§ TASK DESCRIPTION: Copy out the whole fault tolerance seminar listing word for word.

§ PASSAGE GIVEN:
Dates
Friday, April 22, 2022 - 02:40pm to Friday, April 22, 2022 - 03:40pm
Location
NCS 120
Event Description


Abstract: 

Modern database and storage systems provide live fault tolerance through replication supported by consensus protocols, e.g., Raft. This talk will review the common designs of these systems and discuss the challenges and insufficiency in their designs and implementation. There will be three main projects we cover in this talk: (i) We designed and implemented the strongly consistent replication in MongoDB through a novel consensus protocol that derives from Raft. A major difference between our protocol and vanilla Raft is that MongoDB deploys a unique pull-based data synchronization model: a replica pulls new data from another replica. (ii) The need for fail-slow fault tolerance in modern distributed systems is highlighted by the increasingly reported fail-slow hardware/software components that lead to poor performance system-wide. We argue that fail-slow fault tolerance not only needs new distributed protocol designs, but also desires programming support for implementing and verifying fail-slow fault-tolerant code. (iii) A new speedy and fault-tolerant replicated multi-core transactional database system, Rolis. Rolis's aim is to mask the high cost of replication by ensuring that cores are always doing useful work and not waiting for each other or for other replicas, with a novel execute-replicate-replay approach. 

Bio: 

Shuai Mu is an assistant professor of Computer Science at Stony Brook University. His main research interests are in distributed systems and multi-core systems. His works have been widely adopted by industry, e.g., he helped MongoDB design their replication schemes. Prior to joining Stony Brook, he was post-doc lecturer in the Systems Group at NYU and he obtained his Ph.D. from Tsinghua University.

Event Title
PhD Seminar, Shuai Mu: 'Fault tolerance in practice'

§ DATA ROWS:
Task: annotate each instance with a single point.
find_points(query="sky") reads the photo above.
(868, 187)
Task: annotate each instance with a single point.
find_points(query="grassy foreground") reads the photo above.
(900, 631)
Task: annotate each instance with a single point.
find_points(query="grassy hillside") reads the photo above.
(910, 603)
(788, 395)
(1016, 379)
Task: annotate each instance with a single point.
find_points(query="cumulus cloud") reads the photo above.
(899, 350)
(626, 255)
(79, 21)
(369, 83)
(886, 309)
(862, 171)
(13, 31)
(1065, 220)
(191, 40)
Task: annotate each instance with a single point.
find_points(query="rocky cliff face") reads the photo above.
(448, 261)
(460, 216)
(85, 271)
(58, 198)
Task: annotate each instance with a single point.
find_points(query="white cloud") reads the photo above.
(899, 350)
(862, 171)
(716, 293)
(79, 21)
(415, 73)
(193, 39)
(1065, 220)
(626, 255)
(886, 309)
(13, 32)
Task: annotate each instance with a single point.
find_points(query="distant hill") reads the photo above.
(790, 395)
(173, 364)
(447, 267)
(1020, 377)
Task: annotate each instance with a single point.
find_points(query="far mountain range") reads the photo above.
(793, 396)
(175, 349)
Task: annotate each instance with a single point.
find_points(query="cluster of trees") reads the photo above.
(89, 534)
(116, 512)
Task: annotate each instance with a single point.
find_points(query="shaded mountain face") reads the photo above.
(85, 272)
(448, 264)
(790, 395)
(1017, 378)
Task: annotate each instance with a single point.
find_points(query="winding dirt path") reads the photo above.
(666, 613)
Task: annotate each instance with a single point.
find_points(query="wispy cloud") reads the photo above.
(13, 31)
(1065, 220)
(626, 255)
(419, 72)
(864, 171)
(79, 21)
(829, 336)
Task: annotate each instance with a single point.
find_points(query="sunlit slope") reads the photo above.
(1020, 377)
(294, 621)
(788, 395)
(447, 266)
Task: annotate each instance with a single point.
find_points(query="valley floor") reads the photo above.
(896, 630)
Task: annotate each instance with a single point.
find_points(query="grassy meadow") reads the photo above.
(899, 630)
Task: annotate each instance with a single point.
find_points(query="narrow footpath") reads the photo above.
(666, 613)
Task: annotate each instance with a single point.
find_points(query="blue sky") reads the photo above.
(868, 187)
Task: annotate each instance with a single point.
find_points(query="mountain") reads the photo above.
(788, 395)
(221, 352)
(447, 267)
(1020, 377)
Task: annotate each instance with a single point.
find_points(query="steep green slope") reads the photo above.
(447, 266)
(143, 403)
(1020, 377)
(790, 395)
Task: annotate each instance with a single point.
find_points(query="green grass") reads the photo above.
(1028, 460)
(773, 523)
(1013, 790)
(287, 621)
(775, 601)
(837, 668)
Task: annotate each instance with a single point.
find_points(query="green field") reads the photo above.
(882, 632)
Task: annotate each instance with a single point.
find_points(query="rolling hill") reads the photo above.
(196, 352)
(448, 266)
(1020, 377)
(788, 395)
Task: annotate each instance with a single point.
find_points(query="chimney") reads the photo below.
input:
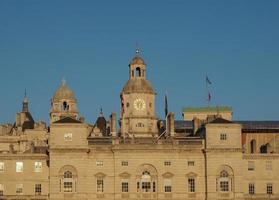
(170, 124)
(196, 124)
(11, 148)
(113, 124)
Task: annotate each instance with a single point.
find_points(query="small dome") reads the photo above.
(64, 92)
(137, 61)
(138, 85)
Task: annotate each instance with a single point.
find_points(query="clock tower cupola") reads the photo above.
(138, 116)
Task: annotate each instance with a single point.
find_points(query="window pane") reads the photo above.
(19, 166)
(2, 166)
(38, 166)
(191, 185)
(100, 185)
(125, 187)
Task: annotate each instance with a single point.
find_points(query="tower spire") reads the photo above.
(25, 102)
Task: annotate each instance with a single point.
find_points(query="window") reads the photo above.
(38, 167)
(124, 163)
(68, 181)
(251, 188)
(138, 72)
(99, 163)
(253, 146)
(100, 185)
(125, 186)
(223, 136)
(19, 188)
(191, 163)
(251, 165)
(191, 185)
(38, 189)
(167, 163)
(268, 165)
(167, 183)
(68, 136)
(19, 166)
(1, 189)
(269, 188)
(224, 181)
(2, 166)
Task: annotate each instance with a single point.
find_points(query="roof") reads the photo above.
(136, 85)
(259, 124)
(208, 109)
(220, 121)
(67, 120)
(137, 61)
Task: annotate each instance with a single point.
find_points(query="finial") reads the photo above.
(63, 81)
(137, 49)
(101, 112)
(25, 99)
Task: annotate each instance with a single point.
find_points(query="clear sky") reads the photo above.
(91, 43)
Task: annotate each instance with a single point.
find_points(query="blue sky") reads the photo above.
(91, 43)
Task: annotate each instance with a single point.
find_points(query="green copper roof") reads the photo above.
(208, 109)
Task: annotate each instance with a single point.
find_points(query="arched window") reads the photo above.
(138, 72)
(146, 182)
(68, 182)
(253, 146)
(224, 181)
(65, 106)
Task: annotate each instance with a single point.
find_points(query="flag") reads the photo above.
(208, 81)
(166, 105)
(122, 104)
(209, 97)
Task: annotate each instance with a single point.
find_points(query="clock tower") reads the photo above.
(138, 116)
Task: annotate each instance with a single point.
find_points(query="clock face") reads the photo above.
(139, 104)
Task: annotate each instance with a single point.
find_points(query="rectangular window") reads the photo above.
(224, 186)
(1, 189)
(19, 166)
(124, 163)
(38, 167)
(100, 185)
(223, 136)
(251, 165)
(38, 189)
(68, 136)
(19, 188)
(268, 165)
(2, 166)
(167, 163)
(146, 186)
(99, 163)
(191, 163)
(125, 186)
(251, 188)
(167, 183)
(269, 188)
(191, 185)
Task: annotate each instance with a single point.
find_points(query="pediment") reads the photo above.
(168, 175)
(125, 175)
(191, 174)
(100, 175)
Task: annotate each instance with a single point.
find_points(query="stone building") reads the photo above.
(207, 155)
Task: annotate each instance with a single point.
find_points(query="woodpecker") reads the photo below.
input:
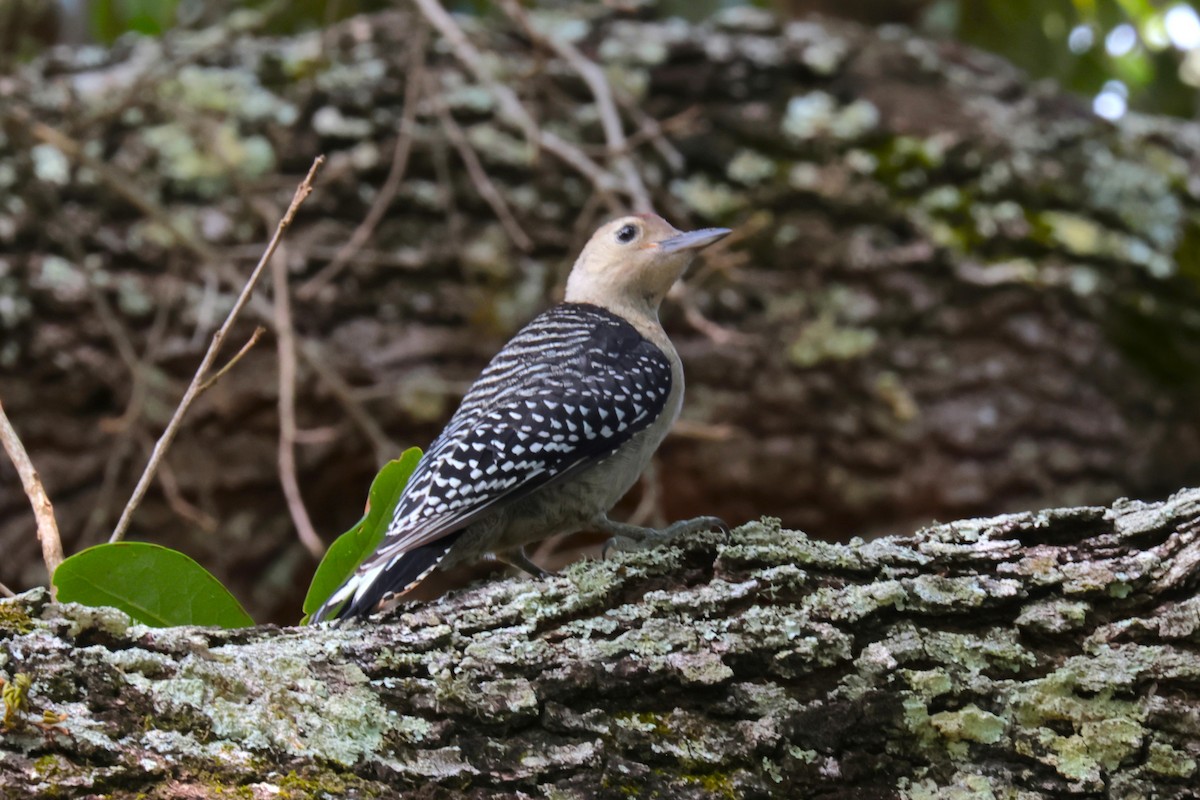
(555, 431)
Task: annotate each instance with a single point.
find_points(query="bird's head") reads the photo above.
(630, 264)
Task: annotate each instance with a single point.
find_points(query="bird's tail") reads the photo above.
(377, 582)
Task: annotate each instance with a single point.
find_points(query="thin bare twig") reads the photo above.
(511, 112)
(285, 337)
(245, 348)
(414, 82)
(193, 389)
(43, 511)
(174, 494)
(610, 118)
(484, 184)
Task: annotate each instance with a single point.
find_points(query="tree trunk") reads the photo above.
(951, 292)
(1047, 654)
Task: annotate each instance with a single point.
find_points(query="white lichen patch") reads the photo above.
(817, 114)
(269, 698)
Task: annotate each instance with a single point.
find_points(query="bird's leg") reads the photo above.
(631, 537)
(519, 559)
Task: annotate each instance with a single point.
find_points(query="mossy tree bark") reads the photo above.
(1048, 654)
(952, 292)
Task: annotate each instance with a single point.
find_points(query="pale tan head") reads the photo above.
(630, 264)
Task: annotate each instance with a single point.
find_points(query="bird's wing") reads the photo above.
(568, 390)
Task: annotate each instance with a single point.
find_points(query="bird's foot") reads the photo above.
(634, 537)
(519, 559)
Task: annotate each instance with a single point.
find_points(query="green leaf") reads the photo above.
(155, 585)
(348, 551)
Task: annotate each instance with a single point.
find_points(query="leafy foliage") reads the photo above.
(348, 551)
(155, 585)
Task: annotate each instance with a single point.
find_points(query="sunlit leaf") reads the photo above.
(348, 549)
(155, 585)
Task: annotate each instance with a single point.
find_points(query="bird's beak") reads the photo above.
(694, 240)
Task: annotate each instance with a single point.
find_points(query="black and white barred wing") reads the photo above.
(567, 391)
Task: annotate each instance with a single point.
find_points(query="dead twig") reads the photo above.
(219, 337)
(414, 80)
(610, 118)
(511, 112)
(229, 365)
(484, 184)
(174, 494)
(43, 511)
(285, 337)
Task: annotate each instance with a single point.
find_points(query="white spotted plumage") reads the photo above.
(581, 383)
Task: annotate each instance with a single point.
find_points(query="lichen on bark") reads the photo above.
(1042, 654)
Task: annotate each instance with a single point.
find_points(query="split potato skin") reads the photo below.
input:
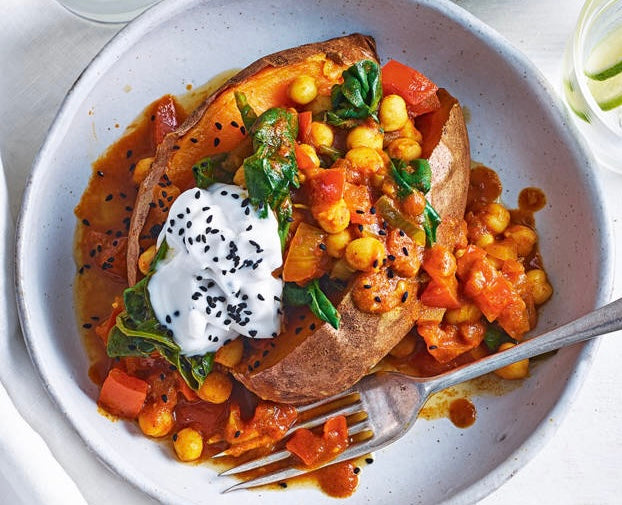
(310, 359)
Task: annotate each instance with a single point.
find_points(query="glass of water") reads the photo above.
(592, 79)
(107, 11)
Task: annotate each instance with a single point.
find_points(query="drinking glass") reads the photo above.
(592, 79)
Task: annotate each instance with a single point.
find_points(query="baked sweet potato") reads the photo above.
(304, 365)
(311, 359)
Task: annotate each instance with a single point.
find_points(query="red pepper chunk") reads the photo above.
(122, 394)
(414, 87)
(326, 187)
(314, 449)
(165, 120)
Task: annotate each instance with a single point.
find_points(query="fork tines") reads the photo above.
(347, 404)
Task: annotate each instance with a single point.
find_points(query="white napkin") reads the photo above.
(29, 473)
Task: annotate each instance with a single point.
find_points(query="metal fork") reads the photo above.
(392, 401)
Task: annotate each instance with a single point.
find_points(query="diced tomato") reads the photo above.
(313, 449)
(418, 91)
(305, 119)
(165, 118)
(123, 395)
(358, 200)
(305, 260)
(326, 187)
(442, 292)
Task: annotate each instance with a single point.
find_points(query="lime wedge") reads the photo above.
(605, 60)
(575, 101)
(608, 94)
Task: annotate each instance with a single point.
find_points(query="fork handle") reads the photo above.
(598, 322)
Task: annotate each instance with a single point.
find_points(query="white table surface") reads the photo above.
(43, 50)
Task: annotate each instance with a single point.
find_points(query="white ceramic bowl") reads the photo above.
(515, 125)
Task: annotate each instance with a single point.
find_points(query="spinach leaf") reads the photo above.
(246, 111)
(313, 296)
(419, 176)
(138, 333)
(412, 176)
(211, 169)
(272, 169)
(358, 96)
(495, 336)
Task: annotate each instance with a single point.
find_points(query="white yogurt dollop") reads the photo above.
(216, 280)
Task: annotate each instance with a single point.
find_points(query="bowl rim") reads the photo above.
(143, 24)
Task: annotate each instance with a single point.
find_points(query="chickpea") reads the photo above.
(404, 347)
(239, 178)
(366, 254)
(502, 250)
(145, 259)
(309, 150)
(303, 89)
(321, 134)
(467, 313)
(404, 149)
(514, 371)
(409, 131)
(230, 354)
(540, 287)
(155, 420)
(142, 168)
(188, 444)
(366, 135)
(365, 160)
(524, 237)
(393, 114)
(216, 388)
(495, 217)
(335, 218)
(336, 243)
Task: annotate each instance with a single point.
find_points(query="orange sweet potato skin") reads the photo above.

§ EXERCISE SOLUTION:
Dates
Friday, April 22, 2022 - 02:40pm to Friday, April 22, 2022 - 03:40pm
Location
NCS 120
Event Description


Abstract: 

Modern database and storage systems provide live fault tolerance through replication supported by consensus protocols, e.g., Raft. This talk will review the common designs of these systems and discuss the challenges and insufficiency in their designs and implementation. There will be three main projects we cover in this talk: (i) We designed and implemented the strongly consistent replication in MongoDB through a novel consensus protocol that derives from Raft. A major difference between our protocol and vanilla Raft is that MongoDB deploys a unique pull-based data synchronization model: a replica pulls new data from another replica. (ii) The need for fail-slow fault tolerance in modern distributed systems is highlighted by the increasingly reported fail-slow hardware/software components that lead to poor performance system-wide. We argue that fail-slow fault tolerance not only needs new distributed protocol designs, but also desires programming support for implementing and verifying fail-slow fault-tolerant code. (iii) A new speedy and fault-tolerant replicated multi-core transactional database system, Rolis. Rolis's aim is to mask the high cost of replication by ensuring that cores are always doing useful work and not waiting for each other or for other replicas, with a novel execute-replicate-replay approach. 

Bio: 

Shuai Mu is an assistant professor of Computer Science at Stony Brook University. His main research interests are in distributed systems and multi-core systems. His works have been widely adopted by industry, e.g., he helped MongoDB design their replication schemes. Prior to joining Stony Brook, he was post-doc lecturer in the Systems Group at NYU and he obtained his Ph.D. from Tsinghua University.

Event Title
PhD Seminar, Shuai Mu: 'Fault tolerance in practice'